### REQUIRED TASK
Can you carry on the regression homework write-up below from its last line, in the same style?

DATA 606 - Homework 7

7.24 Nutrition at Starbucks, Part I.

The scatterplot below shows the relationship between the number of calories and amount of carbohydrates (in grams) Starbucks food menu items contain. Since Starbucks only lists the number of calories on the display items, we are interested in predicting the amount of carbs a menu item has based on its calorie content.

(b) In this scenario, what are the explanatory and response variables?

The explanatory variable is calories and the response variables is carbohydrates (grams).

(c) Why might we want to fit a regression line to these data?

We want to fit a regression line to examine whether we are doing better or worse compared to theoretical line. This comparison (residual) gives an idea whether there is a true relationship between indepedent and dependent variable. If residual for each oberserved value is too large we can say that explanatory variable cannot explain the dependent variable effectively and thus model is not a good approximation for predicting the outcome we want.

(d) Do these data meet the conditions required for fitting a least squares line?

Even though the relationship appears linear in the scatterplot, and the residuals are nearly normal, we do not satisfy the criteria for constant variability. A simple linear model is inadequate for modeling these data.

7.26 Body measurements, Part III.

Exercise 7.15 introduces data on shoulder girth and height of a group of individuals. The mean shoulder girth is 107.20 cm with a standard deviation of 10.37 cm. The mean height is 171.14 cm with a standard deviation of 9.41 cm. The correlation between height and shoulder girth is 0.67.

(a) Write the equation of the regression line for predicting height.

responseMean = 171.14
responseSD = 9.41
R = .67
explanatoryMean= 107.2
explanatorySD= 10.37
slope = (responseSD/explanatorySD)*R
intercept = responseMean - (slope)*explanatoryMean

regressionFunction = function(x,slope,intercept){
  y =(x*slope)+ intercept
  return(y)
}

tinyGraph = 1:150
tinyGraph = sapply(tinyGraph,regressionFunction,slope,intercept)
plot(tinyGraph, type = 'l',xlab = 'Shoulder girth',ylab='height')

Equation :

Y = 105.9650878 + 0.6079749 * exogenous variable

(b) Interpret the slope and the intercept in this context.

The slope is 0.608. Which means that for every 10 cm increase in shoulder girth, there will be an additional 6.08 cm to the height (or for every 1 cm increase in shoulder girth, there will be an additional .608 cm to the height). We must remember that not all values make sense when we plug them into this linear regresion equation. For example, a person with a shoulder width of 0 cm (which can’t happen) would indicate a height of 105.965 cm. This does not make sense.

(c) Calculate R2 of the regression line for predicting height from shoulder girth, and interpret it in the context of the application.

R.squared <- R^2
paste("R squared: ", round(R.squared,3))

## [1] "R squared:  0.449"

This means that 44.9% of the variation found in this data is explained by the linear model i.e. explained by the shoulder girth width.

(d) A randomly selected student from your class has a shoulder girth of 100 cm. Predict the height of this student using the model.

student.shoulder <- 100 # in cm
student.height <- 105.9650878 + 0.6079749 * student.shoulder
paste("The estimated height of a student with a shoulder girth of 100 cm is: ", round(student.height,3), "cm.")

## [1] "The estimated height of a student with a shoulder girth of 100 cm is:  166.763 cm."

(e) The student from part (d) is 160 cm tall. Calculate the residual, and explain what this residual means.

### MATERIAL
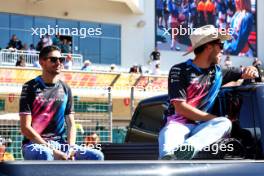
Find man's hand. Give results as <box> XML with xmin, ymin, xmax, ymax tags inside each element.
<box><xmin>241</xmin><ymin>66</ymin><xmax>258</xmax><ymax>79</ymax></box>
<box><xmin>53</xmin><ymin>150</ymin><xmax>68</xmax><ymax>160</ymax></box>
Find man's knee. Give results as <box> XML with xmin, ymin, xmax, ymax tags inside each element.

### ANSWER TO THIS TASK
# The residual = time(actual) - time(expected)
residual <- 160 - student.height
paste("The residual is: ", round(residual,3))

## [1] "The residual is:  -6.763"

Residual = observed - predicted, which for this case is -6.7625805 Meaning the actual height is that much less than the line predicted

(f) A one year old has a shoulder girth of 56 cm. Would it be appropriate to use this linear model to predict the height of this child?

Original data only includes 80 to 140 shoulder girth which is a minus.Variability seems to be constant, correlation is strong and linear.While it would be innappropriate, I’d do it in absence of any other model.

7.30 Cats, Part I.

The following regression output is for predicting the heart weight (in g) of cats from their body weight (in kg). The coefficients are estimated using a dataset of 144 domestic cats.

(a) Write out the linear model.

Heart Weight (g) = -0.357 + 4.034 * Body Weight (kg)

(b) Interpret the intercept.

The intercept means that for a body weight of 0 kg, the average heart weight is -0.357 grams. It is an obviously theoretical example useful only to intepret the linear model.

(c) Interpret the slope.

The slope means that for each additional kilogram of body weight, the average heart weight of a cat increases by 4.034 grams.

(d) Interpret R2.

Body weight (in kg) explains 64.66% of the variability in the heart weight (in g) of the cat.

(e) Calculate the correlation coefficient.

paste("Correlation coefficient: ", round(sqrt(.6466),3))

## [1] "Correlation coefficient:  0.804"

7.40 Rate my professor

Many college courses conclude by giving students the opportunity to evaluate the course and the instructor anonymously. However, the use of these student evaluations as an indicator of course quality and teaching effectiveness is often criticized because these measures may reflect the influence of non-teaching related characteristics, such as the physical appearance of the instructor. Researchers at University of Texas, Austin collected data on teaching evaluation score (higher score means better) and standardized beauty score (a score of 0 means average, negative score means below average, and a positive score means above average) for a sample of 463 professors. The scatterplot below shows the relationship between these variables, and also provided is a regression output for predicting teaching evaluation score from beauty score.

(a) Given that the average standardized beauty score is -0.0883 and average teaching evaluation score is 3.9983, calculate the slope. Alternatively, the slope may be computed using just the information provided in the model summary table.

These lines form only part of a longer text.